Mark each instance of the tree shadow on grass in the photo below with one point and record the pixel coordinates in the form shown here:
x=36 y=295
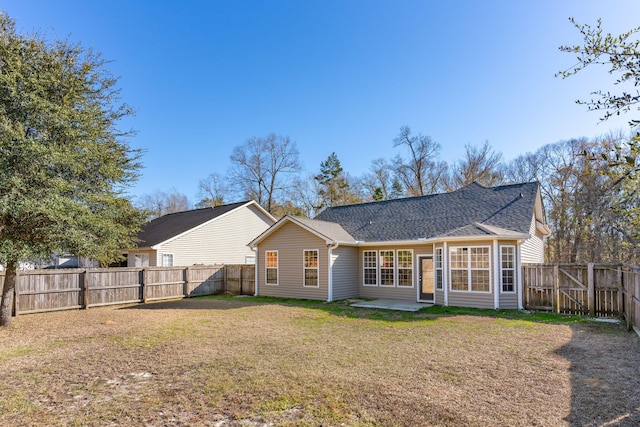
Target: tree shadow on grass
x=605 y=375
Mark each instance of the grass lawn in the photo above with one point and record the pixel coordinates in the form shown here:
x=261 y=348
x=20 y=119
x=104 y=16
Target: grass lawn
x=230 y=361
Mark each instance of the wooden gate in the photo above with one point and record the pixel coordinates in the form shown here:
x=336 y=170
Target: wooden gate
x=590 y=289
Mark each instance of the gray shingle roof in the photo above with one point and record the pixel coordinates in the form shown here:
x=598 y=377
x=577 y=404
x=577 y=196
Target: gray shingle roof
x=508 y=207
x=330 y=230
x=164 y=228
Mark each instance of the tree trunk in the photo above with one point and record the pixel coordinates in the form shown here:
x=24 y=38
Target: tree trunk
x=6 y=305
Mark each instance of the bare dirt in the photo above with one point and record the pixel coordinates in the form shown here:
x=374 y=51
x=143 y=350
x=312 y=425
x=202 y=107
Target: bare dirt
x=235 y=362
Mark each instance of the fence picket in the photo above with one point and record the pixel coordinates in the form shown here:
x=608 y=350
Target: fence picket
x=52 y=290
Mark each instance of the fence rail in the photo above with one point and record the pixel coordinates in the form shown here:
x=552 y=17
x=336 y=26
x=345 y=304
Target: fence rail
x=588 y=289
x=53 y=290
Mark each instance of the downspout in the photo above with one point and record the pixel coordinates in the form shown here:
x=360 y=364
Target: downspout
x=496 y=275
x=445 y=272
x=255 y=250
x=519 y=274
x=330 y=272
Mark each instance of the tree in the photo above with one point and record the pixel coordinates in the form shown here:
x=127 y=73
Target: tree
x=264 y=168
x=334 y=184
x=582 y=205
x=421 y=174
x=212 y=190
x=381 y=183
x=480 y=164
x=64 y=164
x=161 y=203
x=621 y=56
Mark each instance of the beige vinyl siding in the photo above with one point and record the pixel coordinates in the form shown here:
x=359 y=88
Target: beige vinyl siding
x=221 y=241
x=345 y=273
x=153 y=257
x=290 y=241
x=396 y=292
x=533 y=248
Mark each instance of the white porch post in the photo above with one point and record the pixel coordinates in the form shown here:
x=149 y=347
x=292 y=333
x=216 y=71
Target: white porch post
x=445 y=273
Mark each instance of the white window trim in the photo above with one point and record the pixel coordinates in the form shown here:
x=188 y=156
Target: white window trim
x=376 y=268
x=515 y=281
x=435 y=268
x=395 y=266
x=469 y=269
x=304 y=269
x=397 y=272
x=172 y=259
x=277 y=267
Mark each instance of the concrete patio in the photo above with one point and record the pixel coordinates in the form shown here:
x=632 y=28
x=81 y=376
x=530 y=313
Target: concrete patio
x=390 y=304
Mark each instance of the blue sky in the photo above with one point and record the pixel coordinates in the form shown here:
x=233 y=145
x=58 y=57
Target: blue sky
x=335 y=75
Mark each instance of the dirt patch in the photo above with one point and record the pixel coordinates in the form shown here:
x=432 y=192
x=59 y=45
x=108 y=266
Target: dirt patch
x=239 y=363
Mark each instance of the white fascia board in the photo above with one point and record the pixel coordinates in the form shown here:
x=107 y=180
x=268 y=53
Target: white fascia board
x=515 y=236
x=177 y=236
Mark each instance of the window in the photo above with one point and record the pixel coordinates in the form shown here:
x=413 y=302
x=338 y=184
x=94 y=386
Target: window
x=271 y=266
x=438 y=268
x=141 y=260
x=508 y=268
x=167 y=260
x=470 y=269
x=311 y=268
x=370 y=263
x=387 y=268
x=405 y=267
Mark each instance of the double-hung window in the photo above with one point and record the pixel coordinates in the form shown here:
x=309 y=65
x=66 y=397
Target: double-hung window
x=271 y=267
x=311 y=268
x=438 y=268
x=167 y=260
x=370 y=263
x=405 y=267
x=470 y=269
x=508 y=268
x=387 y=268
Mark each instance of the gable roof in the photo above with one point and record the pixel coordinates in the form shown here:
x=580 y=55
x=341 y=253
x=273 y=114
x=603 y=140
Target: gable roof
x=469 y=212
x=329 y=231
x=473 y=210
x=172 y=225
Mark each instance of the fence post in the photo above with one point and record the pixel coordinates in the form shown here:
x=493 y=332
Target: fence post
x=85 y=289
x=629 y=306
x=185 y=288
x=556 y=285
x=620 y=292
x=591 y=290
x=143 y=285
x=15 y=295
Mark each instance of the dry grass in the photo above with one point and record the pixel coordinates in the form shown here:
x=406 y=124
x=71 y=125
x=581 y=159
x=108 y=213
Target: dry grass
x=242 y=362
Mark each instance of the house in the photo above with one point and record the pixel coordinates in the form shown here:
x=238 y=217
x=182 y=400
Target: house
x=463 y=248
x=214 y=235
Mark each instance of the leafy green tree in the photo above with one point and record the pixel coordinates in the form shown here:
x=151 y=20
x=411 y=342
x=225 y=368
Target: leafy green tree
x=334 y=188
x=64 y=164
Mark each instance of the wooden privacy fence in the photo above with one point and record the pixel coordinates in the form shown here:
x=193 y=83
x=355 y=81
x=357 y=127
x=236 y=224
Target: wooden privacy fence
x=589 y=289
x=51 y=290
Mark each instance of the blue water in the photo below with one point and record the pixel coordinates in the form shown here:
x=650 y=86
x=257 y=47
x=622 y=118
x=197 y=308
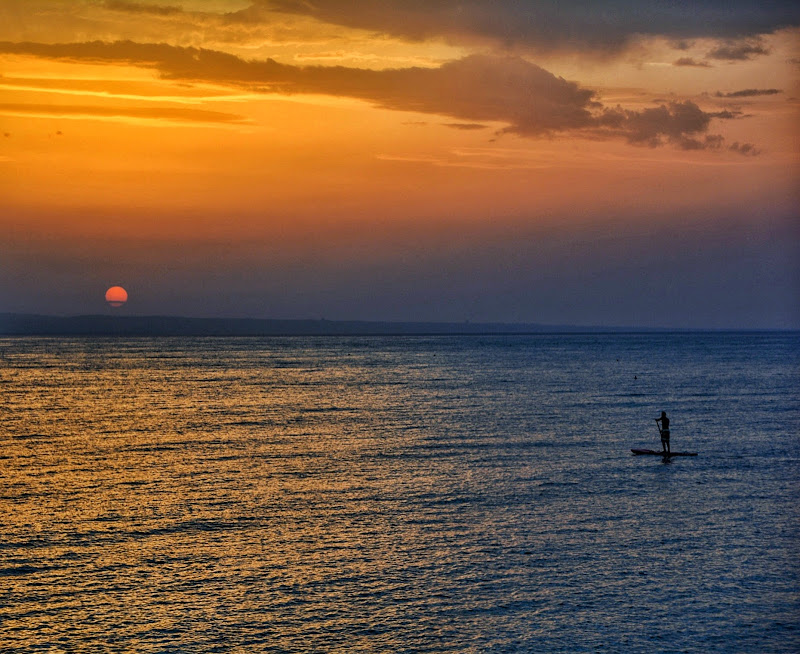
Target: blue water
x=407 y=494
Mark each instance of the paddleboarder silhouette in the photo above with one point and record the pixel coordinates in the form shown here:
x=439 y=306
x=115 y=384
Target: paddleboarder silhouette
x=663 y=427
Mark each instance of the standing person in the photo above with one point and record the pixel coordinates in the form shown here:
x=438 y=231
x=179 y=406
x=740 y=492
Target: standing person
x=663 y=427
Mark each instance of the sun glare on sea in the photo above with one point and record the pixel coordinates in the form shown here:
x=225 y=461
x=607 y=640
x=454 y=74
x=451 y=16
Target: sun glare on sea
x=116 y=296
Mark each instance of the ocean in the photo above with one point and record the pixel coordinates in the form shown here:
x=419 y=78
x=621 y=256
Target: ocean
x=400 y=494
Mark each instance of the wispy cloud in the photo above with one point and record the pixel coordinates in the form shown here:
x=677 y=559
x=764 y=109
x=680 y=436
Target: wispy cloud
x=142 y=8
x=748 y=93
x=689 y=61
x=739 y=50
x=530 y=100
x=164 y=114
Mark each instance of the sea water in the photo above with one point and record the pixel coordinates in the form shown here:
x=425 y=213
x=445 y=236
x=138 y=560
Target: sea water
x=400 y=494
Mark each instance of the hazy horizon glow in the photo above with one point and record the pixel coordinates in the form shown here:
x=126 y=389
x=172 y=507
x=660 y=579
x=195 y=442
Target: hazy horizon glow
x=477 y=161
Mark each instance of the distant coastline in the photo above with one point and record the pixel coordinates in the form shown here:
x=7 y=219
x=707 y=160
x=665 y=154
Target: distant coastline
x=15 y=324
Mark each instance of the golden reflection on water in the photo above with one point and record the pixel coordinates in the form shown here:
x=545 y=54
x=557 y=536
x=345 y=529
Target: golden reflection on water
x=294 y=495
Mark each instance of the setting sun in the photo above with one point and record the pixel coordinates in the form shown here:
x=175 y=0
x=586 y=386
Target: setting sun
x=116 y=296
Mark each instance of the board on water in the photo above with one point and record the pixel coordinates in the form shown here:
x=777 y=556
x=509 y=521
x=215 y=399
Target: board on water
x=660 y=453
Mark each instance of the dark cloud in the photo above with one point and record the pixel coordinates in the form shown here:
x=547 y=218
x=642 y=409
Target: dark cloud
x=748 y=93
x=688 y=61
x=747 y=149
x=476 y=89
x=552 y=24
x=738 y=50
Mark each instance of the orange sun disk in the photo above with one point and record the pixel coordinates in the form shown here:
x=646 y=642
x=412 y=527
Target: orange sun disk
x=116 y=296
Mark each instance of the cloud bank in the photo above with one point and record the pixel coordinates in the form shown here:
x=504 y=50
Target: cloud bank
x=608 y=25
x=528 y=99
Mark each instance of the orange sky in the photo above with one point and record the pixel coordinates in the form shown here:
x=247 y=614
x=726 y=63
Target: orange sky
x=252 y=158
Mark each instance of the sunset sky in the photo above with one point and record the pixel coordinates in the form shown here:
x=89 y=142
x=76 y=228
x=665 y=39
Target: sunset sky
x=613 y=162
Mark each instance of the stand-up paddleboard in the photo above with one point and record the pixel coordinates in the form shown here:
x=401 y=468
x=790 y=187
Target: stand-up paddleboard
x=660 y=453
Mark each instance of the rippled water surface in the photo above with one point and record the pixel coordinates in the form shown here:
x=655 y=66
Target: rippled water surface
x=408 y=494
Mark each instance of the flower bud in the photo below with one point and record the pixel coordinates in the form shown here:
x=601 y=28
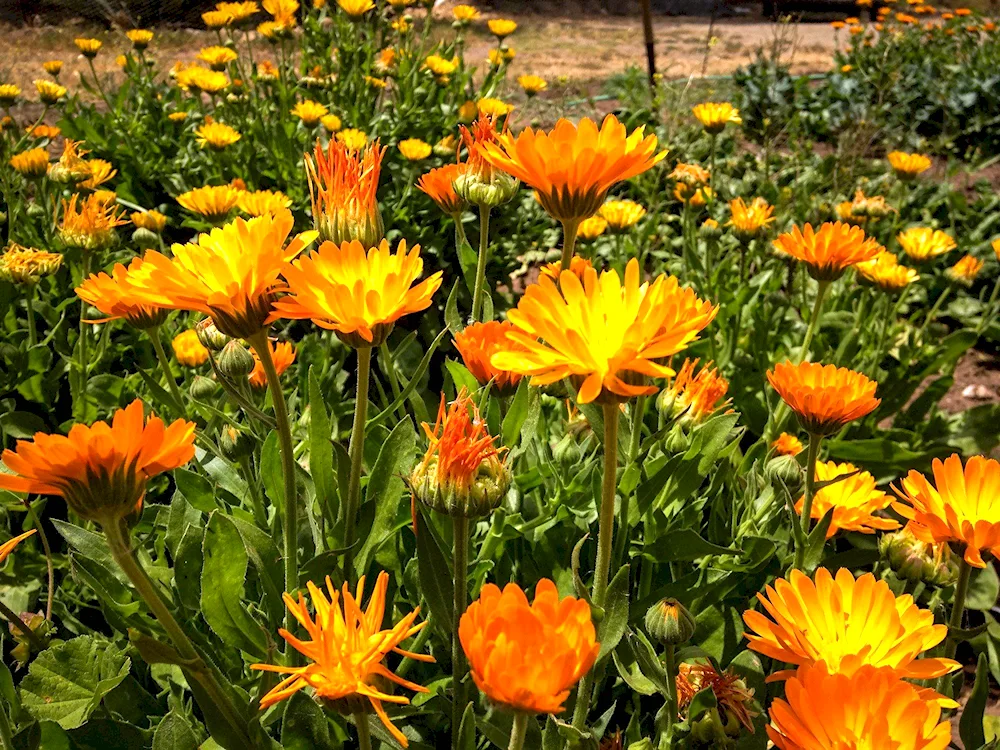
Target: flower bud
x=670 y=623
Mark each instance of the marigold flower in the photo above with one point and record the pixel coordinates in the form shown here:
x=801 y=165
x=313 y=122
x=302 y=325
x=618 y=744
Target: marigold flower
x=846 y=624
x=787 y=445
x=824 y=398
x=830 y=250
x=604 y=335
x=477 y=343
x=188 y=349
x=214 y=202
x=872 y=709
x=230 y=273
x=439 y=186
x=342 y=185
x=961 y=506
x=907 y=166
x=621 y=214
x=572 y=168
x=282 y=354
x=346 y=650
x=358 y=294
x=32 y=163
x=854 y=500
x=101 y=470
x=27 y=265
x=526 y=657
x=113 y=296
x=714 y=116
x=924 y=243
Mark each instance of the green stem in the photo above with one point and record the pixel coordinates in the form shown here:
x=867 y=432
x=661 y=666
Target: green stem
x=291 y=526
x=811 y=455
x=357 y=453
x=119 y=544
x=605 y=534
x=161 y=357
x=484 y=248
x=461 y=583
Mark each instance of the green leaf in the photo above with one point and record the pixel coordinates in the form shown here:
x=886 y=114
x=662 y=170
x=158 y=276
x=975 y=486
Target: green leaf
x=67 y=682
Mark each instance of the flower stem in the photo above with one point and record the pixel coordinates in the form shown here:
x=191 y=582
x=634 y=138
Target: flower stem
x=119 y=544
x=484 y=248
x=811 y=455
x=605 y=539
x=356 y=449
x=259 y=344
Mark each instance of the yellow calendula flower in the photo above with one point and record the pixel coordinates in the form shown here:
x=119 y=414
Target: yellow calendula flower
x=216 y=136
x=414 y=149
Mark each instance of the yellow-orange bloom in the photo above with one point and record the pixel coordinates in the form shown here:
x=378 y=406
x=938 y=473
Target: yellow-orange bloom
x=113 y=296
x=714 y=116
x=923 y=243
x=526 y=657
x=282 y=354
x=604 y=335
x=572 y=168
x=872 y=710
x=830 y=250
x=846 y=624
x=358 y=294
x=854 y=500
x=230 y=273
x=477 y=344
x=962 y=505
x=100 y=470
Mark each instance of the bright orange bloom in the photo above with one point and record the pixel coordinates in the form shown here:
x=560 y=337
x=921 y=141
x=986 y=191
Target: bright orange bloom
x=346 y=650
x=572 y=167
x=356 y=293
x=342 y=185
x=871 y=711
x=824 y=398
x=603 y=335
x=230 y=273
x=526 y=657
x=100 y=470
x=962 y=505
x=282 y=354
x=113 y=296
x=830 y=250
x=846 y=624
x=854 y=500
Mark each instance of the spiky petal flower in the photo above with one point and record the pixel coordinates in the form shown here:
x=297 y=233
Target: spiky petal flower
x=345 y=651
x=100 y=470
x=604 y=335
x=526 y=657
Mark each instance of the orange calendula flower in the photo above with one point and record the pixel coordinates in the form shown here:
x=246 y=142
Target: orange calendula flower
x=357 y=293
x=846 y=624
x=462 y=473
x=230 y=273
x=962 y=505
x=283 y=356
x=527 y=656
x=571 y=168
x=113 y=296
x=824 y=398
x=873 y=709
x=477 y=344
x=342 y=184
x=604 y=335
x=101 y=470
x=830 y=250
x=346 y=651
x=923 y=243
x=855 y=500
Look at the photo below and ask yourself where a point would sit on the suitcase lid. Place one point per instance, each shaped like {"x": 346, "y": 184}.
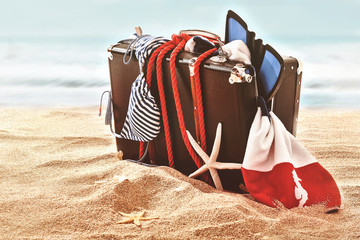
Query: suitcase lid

========================

#### [Task objective]
Please, from the material above, copy only the lines from the line with "x=297 y=233" up to and including the line with "x=246 y=142", exactly as written.

#### [Response area]
x=297 y=233
Target: spiky petal flower
x=345 y=651
x=100 y=470
x=604 y=335
x=526 y=657
Mark each instance of the orange calendula flower in the photo above with one point and record the pixel coordinates in the form shown here:
x=246 y=142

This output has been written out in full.